State how many lines of the listing contain the string "surfer", and give only that number. Case counts.

[begin Extracted information]

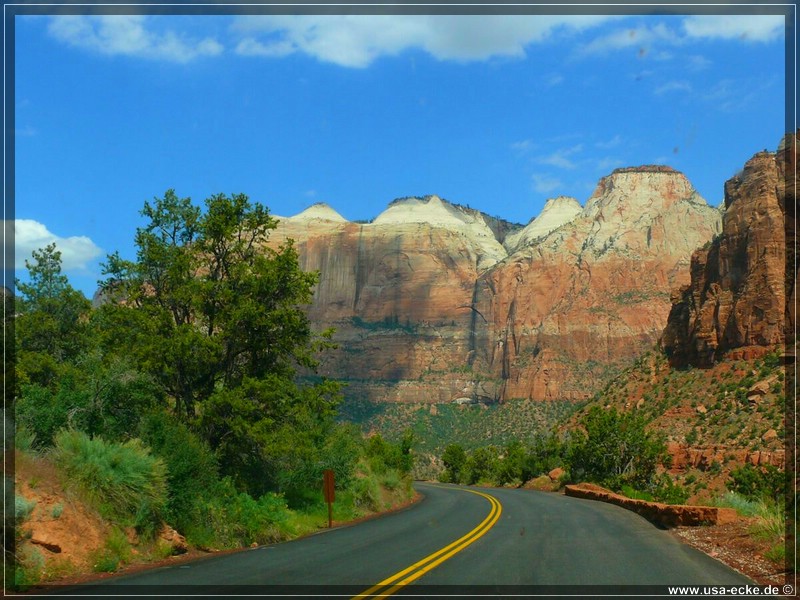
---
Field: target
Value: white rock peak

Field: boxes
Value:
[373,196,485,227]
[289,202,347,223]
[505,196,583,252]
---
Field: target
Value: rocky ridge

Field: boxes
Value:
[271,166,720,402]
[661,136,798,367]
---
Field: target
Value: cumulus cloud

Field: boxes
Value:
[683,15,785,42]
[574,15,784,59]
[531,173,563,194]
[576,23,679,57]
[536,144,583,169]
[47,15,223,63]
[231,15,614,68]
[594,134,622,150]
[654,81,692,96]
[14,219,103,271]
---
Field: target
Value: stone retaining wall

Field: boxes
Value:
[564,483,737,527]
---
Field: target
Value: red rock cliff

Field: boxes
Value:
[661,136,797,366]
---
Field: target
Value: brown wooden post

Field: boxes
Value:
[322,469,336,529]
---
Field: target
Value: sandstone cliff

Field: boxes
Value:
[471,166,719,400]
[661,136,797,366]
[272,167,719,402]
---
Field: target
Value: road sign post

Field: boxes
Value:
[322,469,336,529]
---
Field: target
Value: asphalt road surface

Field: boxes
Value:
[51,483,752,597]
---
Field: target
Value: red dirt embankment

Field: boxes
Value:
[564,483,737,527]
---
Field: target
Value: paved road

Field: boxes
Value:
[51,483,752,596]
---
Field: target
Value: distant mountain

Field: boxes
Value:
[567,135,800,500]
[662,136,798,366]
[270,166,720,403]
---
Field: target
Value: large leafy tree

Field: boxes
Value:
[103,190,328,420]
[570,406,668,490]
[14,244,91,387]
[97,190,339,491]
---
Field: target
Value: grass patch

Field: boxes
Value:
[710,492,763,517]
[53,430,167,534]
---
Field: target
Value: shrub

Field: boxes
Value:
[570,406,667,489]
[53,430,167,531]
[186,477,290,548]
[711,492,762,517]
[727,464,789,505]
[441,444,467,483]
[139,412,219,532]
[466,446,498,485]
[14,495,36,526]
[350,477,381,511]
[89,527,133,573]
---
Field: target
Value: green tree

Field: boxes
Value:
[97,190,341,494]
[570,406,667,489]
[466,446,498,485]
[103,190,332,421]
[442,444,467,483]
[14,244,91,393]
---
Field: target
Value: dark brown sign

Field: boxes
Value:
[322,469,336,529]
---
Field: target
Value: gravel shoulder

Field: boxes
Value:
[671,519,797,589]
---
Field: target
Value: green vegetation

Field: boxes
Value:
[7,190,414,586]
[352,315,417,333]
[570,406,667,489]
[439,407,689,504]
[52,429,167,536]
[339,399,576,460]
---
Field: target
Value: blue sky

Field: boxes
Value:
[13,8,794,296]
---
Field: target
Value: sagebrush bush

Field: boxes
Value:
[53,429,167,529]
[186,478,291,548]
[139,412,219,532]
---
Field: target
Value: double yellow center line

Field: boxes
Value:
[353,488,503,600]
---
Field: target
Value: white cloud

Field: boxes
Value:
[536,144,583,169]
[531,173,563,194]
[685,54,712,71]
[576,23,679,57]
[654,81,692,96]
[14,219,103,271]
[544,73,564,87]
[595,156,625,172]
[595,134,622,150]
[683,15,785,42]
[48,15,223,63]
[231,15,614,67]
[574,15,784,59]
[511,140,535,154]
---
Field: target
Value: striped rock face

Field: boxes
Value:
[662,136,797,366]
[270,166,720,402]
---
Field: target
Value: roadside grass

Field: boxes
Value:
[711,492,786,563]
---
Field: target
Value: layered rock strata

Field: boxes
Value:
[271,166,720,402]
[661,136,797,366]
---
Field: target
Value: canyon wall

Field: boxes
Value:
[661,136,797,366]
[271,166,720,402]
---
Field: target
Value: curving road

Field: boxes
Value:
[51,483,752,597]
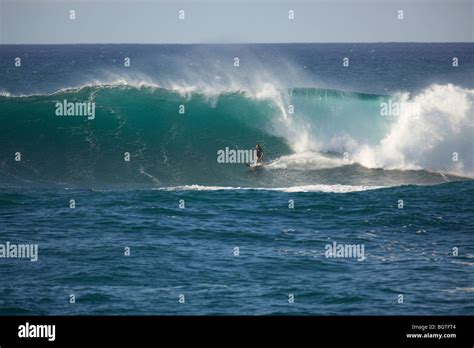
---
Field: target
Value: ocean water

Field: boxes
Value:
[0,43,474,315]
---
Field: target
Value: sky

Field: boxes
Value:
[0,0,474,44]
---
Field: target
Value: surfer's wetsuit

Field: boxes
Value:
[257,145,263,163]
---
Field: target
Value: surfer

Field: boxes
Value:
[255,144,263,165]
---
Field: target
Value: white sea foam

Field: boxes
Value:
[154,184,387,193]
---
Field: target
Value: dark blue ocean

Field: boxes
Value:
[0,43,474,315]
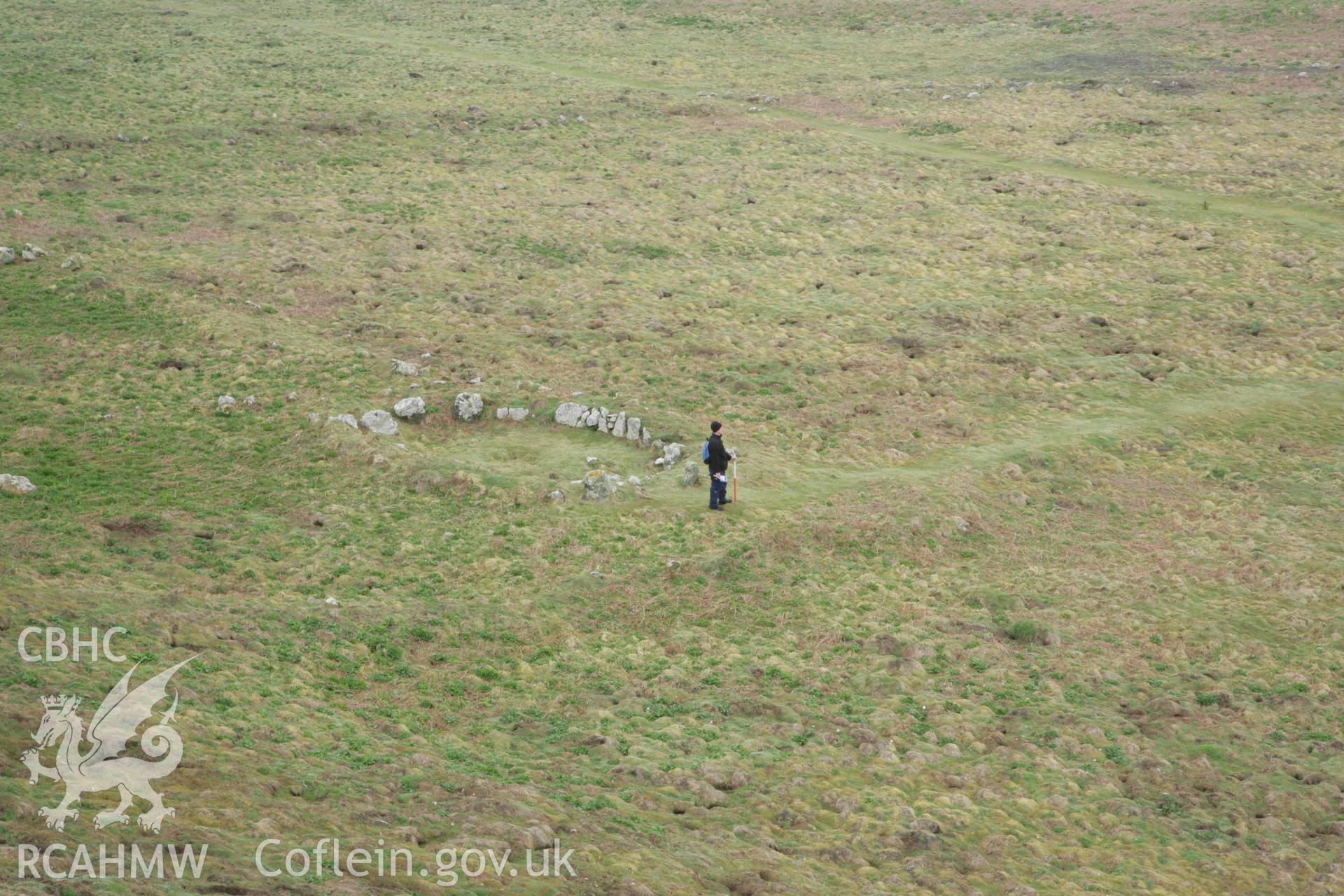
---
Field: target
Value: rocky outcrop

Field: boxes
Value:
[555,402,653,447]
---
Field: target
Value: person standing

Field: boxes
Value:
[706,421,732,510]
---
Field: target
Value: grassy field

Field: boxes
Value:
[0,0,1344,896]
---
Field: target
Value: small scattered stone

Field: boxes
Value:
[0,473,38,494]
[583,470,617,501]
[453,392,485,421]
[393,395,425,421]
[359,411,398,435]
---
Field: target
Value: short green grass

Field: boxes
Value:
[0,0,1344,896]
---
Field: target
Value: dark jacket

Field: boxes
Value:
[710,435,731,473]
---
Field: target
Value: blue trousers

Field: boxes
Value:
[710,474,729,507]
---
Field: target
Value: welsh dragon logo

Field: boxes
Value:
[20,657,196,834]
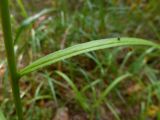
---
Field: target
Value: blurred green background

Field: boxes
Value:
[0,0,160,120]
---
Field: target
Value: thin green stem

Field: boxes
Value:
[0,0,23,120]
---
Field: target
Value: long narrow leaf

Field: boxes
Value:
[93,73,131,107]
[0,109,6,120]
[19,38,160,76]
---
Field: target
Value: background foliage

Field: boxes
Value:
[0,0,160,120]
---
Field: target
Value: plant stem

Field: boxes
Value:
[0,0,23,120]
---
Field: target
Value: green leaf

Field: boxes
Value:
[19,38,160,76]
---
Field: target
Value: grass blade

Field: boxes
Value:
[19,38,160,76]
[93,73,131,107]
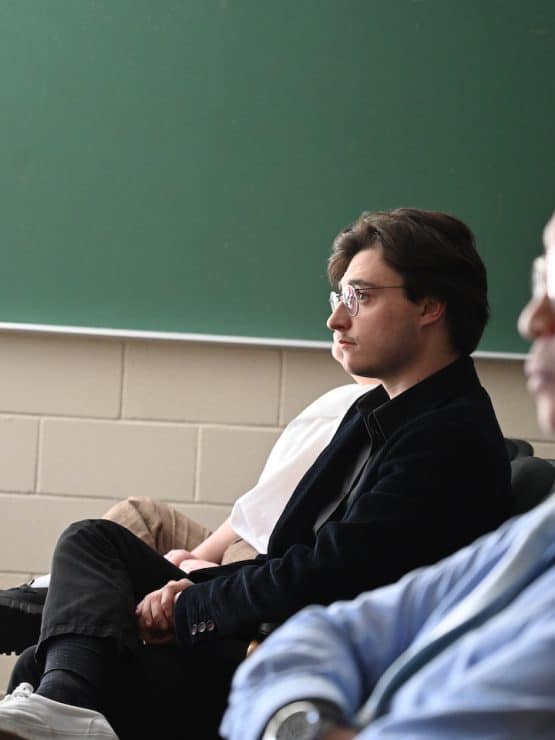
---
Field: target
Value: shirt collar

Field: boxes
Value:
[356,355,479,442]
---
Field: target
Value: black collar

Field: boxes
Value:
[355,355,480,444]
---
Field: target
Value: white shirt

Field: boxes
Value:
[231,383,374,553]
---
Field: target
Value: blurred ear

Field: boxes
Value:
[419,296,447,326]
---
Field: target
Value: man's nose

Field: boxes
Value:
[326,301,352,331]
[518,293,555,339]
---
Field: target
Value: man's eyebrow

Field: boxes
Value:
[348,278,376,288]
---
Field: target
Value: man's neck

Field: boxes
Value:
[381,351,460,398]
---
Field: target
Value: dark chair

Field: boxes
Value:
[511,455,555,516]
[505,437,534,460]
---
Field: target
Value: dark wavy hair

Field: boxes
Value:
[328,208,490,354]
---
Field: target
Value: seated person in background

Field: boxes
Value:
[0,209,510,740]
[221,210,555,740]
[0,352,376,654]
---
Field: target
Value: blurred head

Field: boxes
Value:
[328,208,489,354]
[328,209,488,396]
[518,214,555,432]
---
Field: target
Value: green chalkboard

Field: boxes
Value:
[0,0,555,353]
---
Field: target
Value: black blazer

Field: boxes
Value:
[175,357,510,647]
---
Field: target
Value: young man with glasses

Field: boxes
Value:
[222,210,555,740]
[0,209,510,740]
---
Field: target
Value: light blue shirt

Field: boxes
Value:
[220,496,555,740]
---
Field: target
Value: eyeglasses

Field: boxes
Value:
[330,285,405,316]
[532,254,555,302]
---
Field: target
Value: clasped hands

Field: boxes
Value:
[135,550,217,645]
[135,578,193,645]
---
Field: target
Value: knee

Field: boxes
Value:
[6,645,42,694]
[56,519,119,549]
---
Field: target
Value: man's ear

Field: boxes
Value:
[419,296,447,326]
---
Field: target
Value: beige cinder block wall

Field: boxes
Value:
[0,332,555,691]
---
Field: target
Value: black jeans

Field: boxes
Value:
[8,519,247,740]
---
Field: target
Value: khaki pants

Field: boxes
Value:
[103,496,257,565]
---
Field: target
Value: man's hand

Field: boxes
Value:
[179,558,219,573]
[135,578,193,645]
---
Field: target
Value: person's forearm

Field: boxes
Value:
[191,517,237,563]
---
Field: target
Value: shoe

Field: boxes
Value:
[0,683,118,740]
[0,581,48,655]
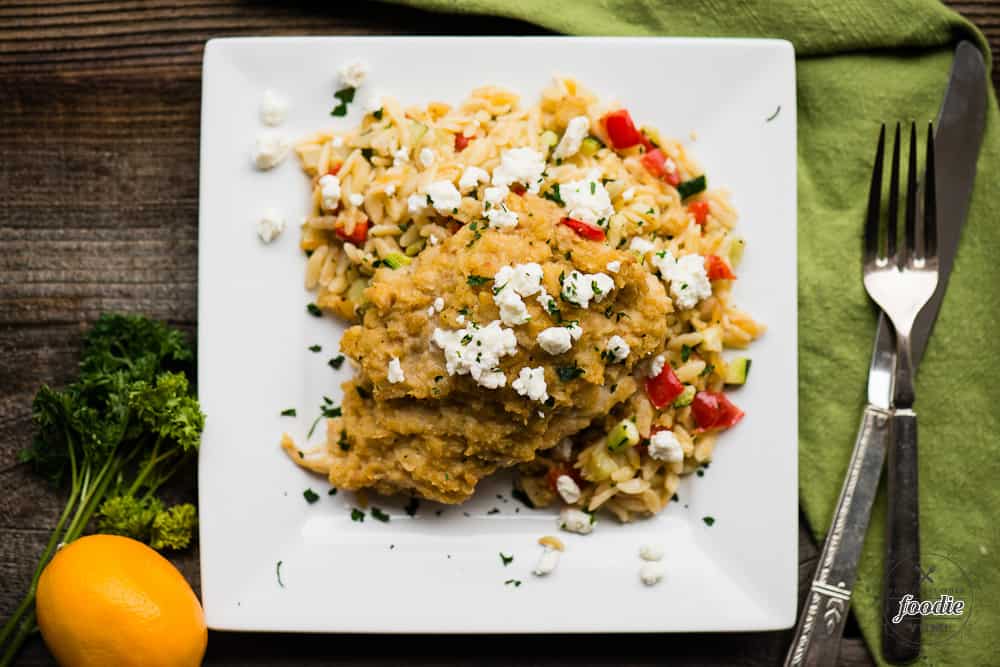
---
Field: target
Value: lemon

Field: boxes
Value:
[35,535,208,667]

[end Extracted information]

* Output for this task:
2